### Exercise material ###

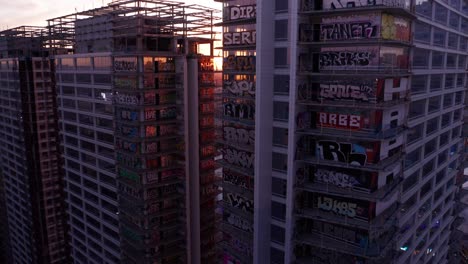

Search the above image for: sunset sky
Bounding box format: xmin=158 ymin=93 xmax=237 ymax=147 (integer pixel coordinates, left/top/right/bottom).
xmin=0 ymin=0 xmax=221 ymax=29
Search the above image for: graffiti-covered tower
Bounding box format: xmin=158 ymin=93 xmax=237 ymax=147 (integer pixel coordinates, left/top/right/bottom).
xmin=217 ymin=0 xmax=466 ymax=263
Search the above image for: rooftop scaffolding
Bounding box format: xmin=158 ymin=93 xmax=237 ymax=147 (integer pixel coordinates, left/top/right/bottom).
xmin=47 ymin=0 xmax=221 ymax=54
xmin=0 ymin=26 xmax=47 ymax=58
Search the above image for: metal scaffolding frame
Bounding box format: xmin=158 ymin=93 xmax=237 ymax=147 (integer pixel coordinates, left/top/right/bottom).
xmin=0 ymin=26 xmax=47 ymax=57
xmin=46 ymin=0 xmax=221 ymax=53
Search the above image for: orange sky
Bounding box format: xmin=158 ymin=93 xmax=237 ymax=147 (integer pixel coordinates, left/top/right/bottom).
xmin=0 ymin=0 xmax=221 ymax=29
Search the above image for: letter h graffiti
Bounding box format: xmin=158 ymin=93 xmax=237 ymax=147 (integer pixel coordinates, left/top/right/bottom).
xmin=318 ymin=141 xmax=367 ymax=166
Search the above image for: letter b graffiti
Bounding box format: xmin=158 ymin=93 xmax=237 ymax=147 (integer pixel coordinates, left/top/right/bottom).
xmin=318 ymin=141 xmax=367 ymax=166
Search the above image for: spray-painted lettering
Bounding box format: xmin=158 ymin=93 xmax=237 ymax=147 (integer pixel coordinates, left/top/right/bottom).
xmin=226 ymin=192 xmax=254 ymax=213
xmin=224 ymin=31 xmax=257 ymax=46
xmin=318 ymin=112 xmax=361 ymax=129
xmin=223 ymin=55 xmax=256 ymax=72
xmin=225 ymin=212 xmax=253 ymax=233
xmin=317 ymin=141 xmax=367 ymax=166
xmin=224 ymin=80 xmax=255 ymax=97
xmin=314 ymin=168 xmax=360 ymax=189
xmin=229 ymin=5 xmax=256 ymax=20
xmin=319 ymin=51 xmax=371 ymax=68
xmin=222 ymin=148 xmax=254 ymax=169
xmin=223 ymin=127 xmax=255 ymax=146
xmin=317 ymin=196 xmax=357 ymax=217
xmin=321 ymin=22 xmax=378 ymax=40
xmin=320 ymin=83 xmax=375 ymax=101
xmin=224 ymin=102 xmax=255 ymax=120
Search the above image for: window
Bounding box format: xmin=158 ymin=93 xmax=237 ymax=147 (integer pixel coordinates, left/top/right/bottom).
xmin=459 ymin=56 xmax=466 ymax=69
xmin=62 ymin=86 xmax=75 ymax=95
xmin=449 ymin=11 xmax=460 ymax=29
xmin=414 ymin=22 xmax=431 ymax=43
xmin=446 ymin=53 xmax=457 ymax=68
xmin=272 ymin=177 xmax=287 ymax=197
xmin=443 ymin=94 xmax=453 ymax=108
xmin=272 ymin=152 xmax=288 ymax=172
xmin=411 ymin=75 xmax=427 ymax=94
xmin=273 ymin=102 xmax=289 ymax=121
xmin=402 ymin=171 xmax=419 ymax=193
xmin=407 ymin=123 xmax=424 ymax=144
xmin=432 ymin=51 xmax=444 ymax=68
xmin=405 ymin=148 xmax=421 ymax=169
xmin=275 ymin=20 xmax=288 ymax=40
xmin=94 ymin=74 xmax=112 ymax=84
xmin=428 ymin=96 xmax=440 ymax=113
xmin=445 ymin=74 xmax=455 ymax=89
xmin=433 ymin=28 xmax=446 ymax=47
xmin=76 ymin=87 xmax=92 ymax=98
xmin=273 ymin=127 xmax=288 ymax=146
xmin=275 ymin=0 xmax=288 ymax=12
xmin=271 ymin=201 xmax=286 ymax=221
xmin=61 ymin=73 xmax=74 ymax=83
xmin=273 ymin=75 xmax=289 ymax=95
xmin=274 ymin=48 xmax=288 ymax=68
xmin=94 ymin=57 xmax=112 ymax=70
xmin=77 ymin=101 xmax=93 ymax=111
xmin=440 ymin=131 xmax=450 ymax=147
xmin=413 ymin=48 xmax=430 ymax=69
xmin=426 ymin=117 xmax=439 ymax=135
xmin=441 ymin=113 xmax=452 ymax=128
xmin=460 ymin=37 xmax=467 ymax=51
xmin=430 ymin=74 xmax=443 ymax=91
xmin=62 ymin=98 xmax=76 ymax=109
xmin=448 ymin=33 xmax=459 ymax=49
xmin=271 ymin=225 xmax=285 ymax=244
xmin=79 ymin=114 xmax=94 ymax=126
xmin=76 ymin=58 xmax=91 ymax=70
xmin=424 ymin=138 xmax=437 ymax=157
xmin=409 ymin=100 xmax=426 ymax=119
xmin=416 ymin=0 xmax=432 ymax=17
xmin=434 ymin=4 xmax=448 ymax=24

###

What the task asks
Reproduce, unchanged, the line containing "Search the above image for: window" and each line after it through the end of the listing above, and nothing else.

Solution for this problem
Search the above image for: window
Bounding box format: xmin=158 ymin=93 xmax=237 ymax=147 (integer pixel coordinates, left/top/right/bottom).
xmin=459 ymin=56 xmax=466 ymax=69
xmin=62 ymin=86 xmax=75 ymax=95
xmin=449 ymin=11 xmax=460 ymax=29
xmin=414 ymin=22 xmax=431 ymax=43
xmin=446 ymin=53 xmax=457 ymax=68
xmin=272 ymin=177 xmax=287 ymax=197
xmin=443 ymin=94 xmax=453 ymax=108
xmin=272 ymin=152 xmax=288 ymax=172
xmin=411 ymin=75 xmax=427 ymax=94
xmin=273 ymin=102 xmax=289 ymax=121
xmin=402 ymin=171 xmax=419 ymax=193
xmin=407 ymin=123 xmax=424 ymax=144
xmin=432 ymin=51 xmax=444 ymax=68
xmin=405 ymin=148 xmax=421 ymax=169
xmin=275 ymin=20 xmax=288 ymax=40
xmin=94 ymin=74 xmax=112 ymax=84
xmin=428 ymin=96 xmax=440 ymax=113
xmin=445 ymin=74 xmax=455 ymax=89
xmin=433 ymin=28 xmax=446 ymax=47
xmin=76 ymin=87 xmax=92 ymax=98
xmin=273 ymin=127 xmax=288 ymax=146
xmin=275 ymin=0 xmax=288 ymax=12
xmin=271 ymin=201 xmax=286 ymax=221
xmin=61 ymin=73 xmax=74 ymax=83
xmin=273 ymin=75 xmax=289 ymax=95
xmin=274 ymin=48 xmax=288 ymax=68
xmin=94 ymin=57 xmax=112 ymax=70
xmin=77 ymin=101 xmax=93 ymax=111
xmin=440 ymin=131 xmax=450 ymax=147
xmin=413 ymin=48 xmax=430 ymax=69
xmin=426 ymin=117 xmax=439 ymax=135
xmin=441 ymin=113 xmax=452 ymax=128
xmin=460 ymin=37 xmax=467 ymax=51
xmin=430 ymin=74 xmax=443 ymax=91
xmin=62 ymin=98 xmax=76 ymax=109
xmin=448 ymin=33 xmax=459 ymax=49
xmin=271 ymin=225 xmax=285 ymax=244
xmin=79 ymin=114 xmax=94 ymax=126
xmin=76 ymin=58 xmax=91 ymax=70
xmin=424 ymin=138 xmax=437 ymax=157
xmin=409 ymin=100 xmax=426 ymax=119
xmin=416 ymin=0 xmax=432 ymax=17
xmin=434 ymin=4 xmax=448 ymax=24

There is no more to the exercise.